* _WHAT YOU NEED TO DO_:
1 – In the records, replace "Result" with "Output" everywhere it occurs, starting with the line containing "Target: man wearing baseball cap" and going on through the end of the records. Leave everything else unchanged, and return only those lines.
2 – Extend the passage on concluding remarks and open issues in data science, picking up after its last sentence.

* _SOURCE_:
-- Begin --

22 Concluding remarks, open issues, next steps

STATUS: Under construction.

22.1 Concluding remarks

There’s an old saying, something along the lines of ‘may you live in interesting times.’ I’m not sure if every generation feels this, but we sure live in interesting times. In this book, I have tried to convey some essentials that I think would allow you to contribute. But we are just getting started.

I’m 35 and so I am in the ‘data science didn’t exist when I was an undergraduate’ generation. In a little over a decade data science has gone from something that barely existed to a defining part of academia and industry. What does that imply for for you? It may imply that one should not just be making decisions that optimize for what data science looks like right now, but also what could happen. While that’s a little difficult, that’s also one of the things that makes data science so exciting. That might mean choices like:

  • taking courses on fundamentals, not just fashionable applications;
  • reading books, not just whatever is trending; and
  • trying to be at the intersection of at least a few different areas, rather than hyper-specialized.

I’m just someone who likes to play with data using R. A decade ago I wouldn’t have fit into any particular department. I’m lucky that these days there is space in data science for someone like me. And the nice thing about what we now call data science is that there’s space for you as well.

Data science needs diversity. Data science needs your intelligence and enthusiasm. It needs you to be in the room, and able to make contributions. We live in interesting times and it’s just such an exciting time to be enthusiastic about data. I can’t wait to see what you build.

22.2 Some issues

  1. How do we write unit tests for data science?

UPDATE to add in functional tests and stuff

One thing that working with real computer scientists has taught me is the importance of unit tests. Basically this just means writing down the small checks that we do in our heads all the time. Like if we have a column that purports to the year, then it’s unlikely that it’s a character, and it’s unlikely that it’s an integer larger than 2500, and it’s unlikely that it’s a negative integer. We know all this, but writing unit tests has us write this all down.

-- End --

* _RAW DATA_:
-- Begin --

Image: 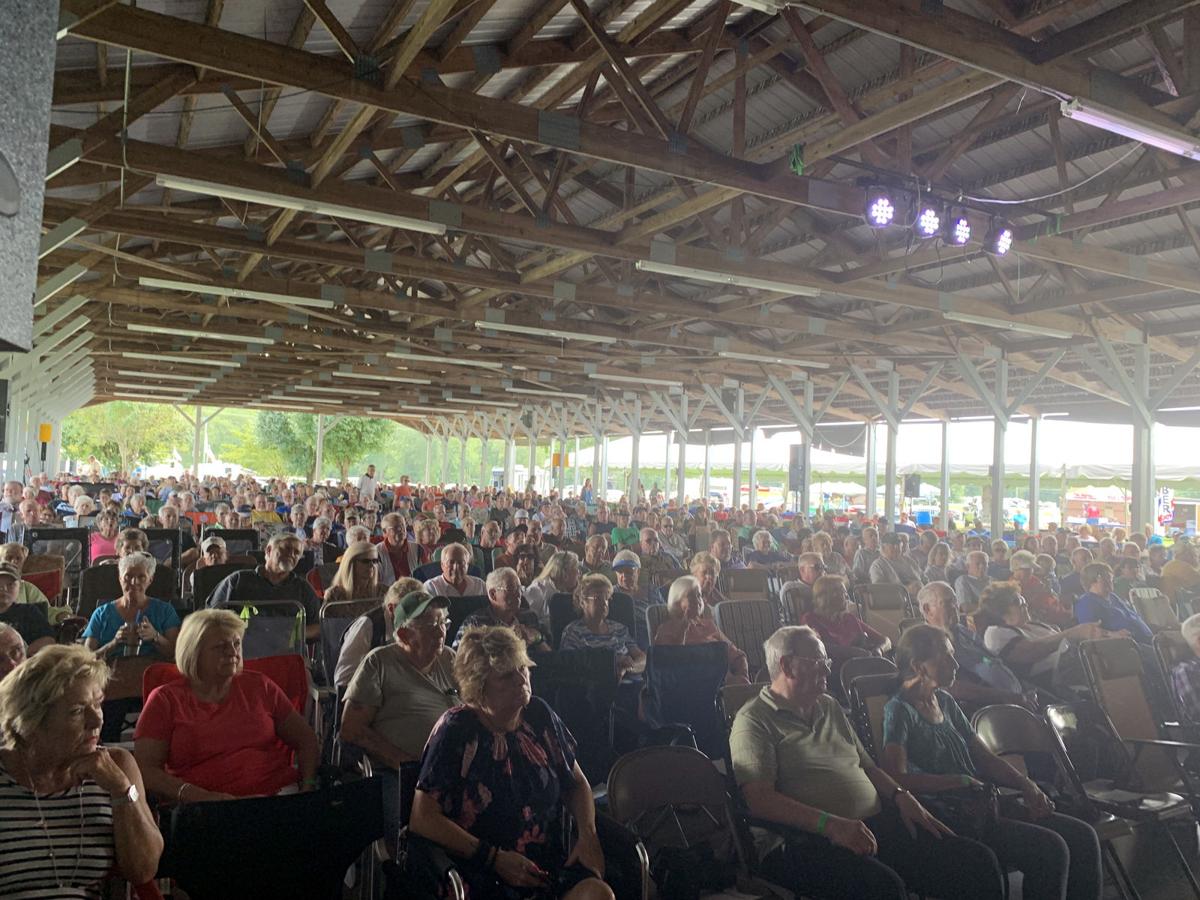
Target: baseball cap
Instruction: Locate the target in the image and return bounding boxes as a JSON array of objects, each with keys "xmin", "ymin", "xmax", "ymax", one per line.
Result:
[
  {"xmin": 391, "ymin": 590, "xmax": 450, "ymax": 630},
  {"xmin": 612, "ymin": 550, "xmax": 642, "ymax": 570},
  {"xmin": 1008, "ymin": 550, "xmax": 1037, "ymax": 571}
]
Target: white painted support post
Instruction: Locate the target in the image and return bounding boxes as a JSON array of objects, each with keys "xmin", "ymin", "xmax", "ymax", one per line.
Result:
[
  {"xmin": 866, "ymin": 419, "xmax": 880, "ymax": 518},
  {"xmin": 883, "ymin": 370, "xmax": 900, "ymax": 532},
  {"xmin": 312, "ymin": 413, "xmax": 325, "ymax": 485},
  {"xmin": 595, "ymin": 434, "xmax": 608, "ymax": 503},
  {"xmin": 662, "ymin": 428, "xmax": 672, "ymax": 497},
  {"xmin": 746, "ymin": 425, "xmax": 758, "ymax": 510},
  {"xmin": 730, "ymin": 385, "xmax": 745, "ymax": 510},
  {"xmin": 1028, "ymin": 415, "xmax": 1042, "ymax": 534},
  {"xmin": 938, "ymin": 419, "xmax": 950, "ymax": 532},
  {"xmin": 989, "ymin": 359, "xmax": 1008, "ymax": 540}
]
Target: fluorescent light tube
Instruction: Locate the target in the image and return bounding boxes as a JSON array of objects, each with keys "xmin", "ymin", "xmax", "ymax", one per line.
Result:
[
  {"xmin": 288, "ymin": 384, "xmax": 379, "ymax": 397},
  {"xmin": 716, "ymin": 350, "xmax": 829, "ymax": 368},
  {"xmin": 266, "ymin": 394, "xmax": 342, "ymax": 407},
  {"xmin": 444, "ymin": 397, "xmax": 521, "ymax": 409},
  {"xmin": 116, "ymin": 368, "xmax": 217, "ymax": 384},
  {"xmin": 942, "ymin": 310, "xmax": 1075, "ymax": 341},
  {"xmin": 475, "ymin": 319, "xmax": 617, "ymax": 343},
  {"xmin": 330, "ymin": 372, "xmax": 433, "ymax": 384},
  {"xmin": 246, "ymin": 402, "xmax": 310, "ymax": 413},
  {"xmin": 121, "ymin": 350, "xmax": 241, "ymax": 368},
  {"xmin": 635, "ymin": 259, "xmax": 821, "ymax": 296},
  {"xmin": 125, "ymin": 322, "xmax": 275, "ymax": 344},
  {"xmin": 155, "ymin": 175, "xmax": 446, "ymax": 234},
  {"xmin": 388, "ymin": 353, "xmax": 504, "ymax": 368},
  {"xmin": 1060, "ymin": 97, "xmax": 1200, "ymax": 160},
  {"xmin": 113, "ymin": 382, "xmax": 196, "ymax": 394},
  {"xmin": 505, "ymin": 388, "xmax": 592, "ymax": 400},
  {"xmin": 138, "ymin": 277, "xmax": 336, "ymax": 310},
  {"xmin": 588, "ymin": 372, "xmax": 683, "ymax": 388},
  {"xmin": 112, "ymin": 391, "xmax": 192, "ymax": 403}
]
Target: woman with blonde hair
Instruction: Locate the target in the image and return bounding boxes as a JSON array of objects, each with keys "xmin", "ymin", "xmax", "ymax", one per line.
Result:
[
  {"xmin": 410, "ymin": 626, "xmax": 613, "ymax": 900},
  {"xmin": 524, "ymin": 550, "xmax": 580, "ymax": 625},
  {"xmin": 324, "ymin": 541, "xmax": 383, "ymax": 604},
  {"xmin": 688, "ymin": 550, "xmax": 726, "ymax": 607},
  {"xmin": 133, "ymin": 610, "xmax": 320, "ymax": 804},
  {"xmin": 654, "ymin": 575, "xmax": 750, "ymax": 684},
  {"xmin": 0, "ymin": 644, "xmax": 162, "ymax": 898}
]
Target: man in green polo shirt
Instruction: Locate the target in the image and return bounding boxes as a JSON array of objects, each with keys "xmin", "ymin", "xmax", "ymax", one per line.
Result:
[{"xmin": 730, "ymin": 626, "xmax": 1004, "ymax": 900}]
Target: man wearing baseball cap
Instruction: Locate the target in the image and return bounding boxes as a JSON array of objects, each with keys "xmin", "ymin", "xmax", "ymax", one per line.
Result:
[
  {"xmin": 0, "ymin": 563, "xmax": 54, "ymax": 656},
  {"xmin": 340, "ymin": 590, "xmax": 458, "ymax": 836}
]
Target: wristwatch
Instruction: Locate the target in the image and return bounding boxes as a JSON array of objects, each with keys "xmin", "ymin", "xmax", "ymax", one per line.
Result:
[{"xmin": 113, "ymin": 784, "xmax": 142, "ymax": 809}]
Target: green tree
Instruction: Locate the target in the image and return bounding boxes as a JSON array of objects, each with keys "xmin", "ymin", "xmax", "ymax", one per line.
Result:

-- End --

* _ANSWERS FOR THIS EXERCISE_:
1 –
Target: man wearing baseball cap
Instruction: Locate the target in the image and return bounding boxes as a JSON array of objects, each with keys "xmin", "ymin", "xmax", "ymax", one per line.
Output:
[
  {"xmin": 0, "ymin": 563, "xmax": 54, "ymax": 656},
  {"xmin": 340, "ymin": 590, "xmax": 458, "ymax": 836}
]
Target: wristwatch
Instruction: Locate the target in the image and return bounding boxes as a JSON array of objects, each with keys "xmin", "ymin", "xmax", "ymax", one per line.
Output:
[{"xmin": 113, "ymin": 784, "xmax": 142, "ymax": 809}]
Target: green tree
Instruction: Locate the target in the image and return bounding boxes as a JSON array of objects, each with keys "xmin", "ymin", "xmax", "ymax", one per line.
Output:

2 –
In this case it’s obvious what the unit test looks like. But more generally, we often have little idea what our results should look like if they’re running well. The approach that I’ve taken is to add simulation—so we simulate reasonable results, write unit tests based on that, and then bring the real data to bear and adjust as necessary. But I really think that we need extensive work in this area because the current state-of-the-art is lacking.

  1. What happened to the machine learning revolution?

I don’t understand what happened to the promised machine learning revolution in social sciences. Specifically, I’m yet to see any convincing application of machine learning methods that are designed for prediction to a social sciences problem where what we care about is understanding. I would like to either see evidence of them or a definitive thesis about why this can’t happen. The current situation is untenable where folks, especially those in fields that have been historically female, are made to feel inferior even though their results are no worse.

  1. How do we think about power?

As someone who learnt statistics from economists, but now is partly in a statistics department, I do think that everyone should learn statistics from statisticians. This isn’t anything against economists, but the conversations that I have in the statistics department about what statistical methods are and how they should be used are very different to those that I’ve had in other departments.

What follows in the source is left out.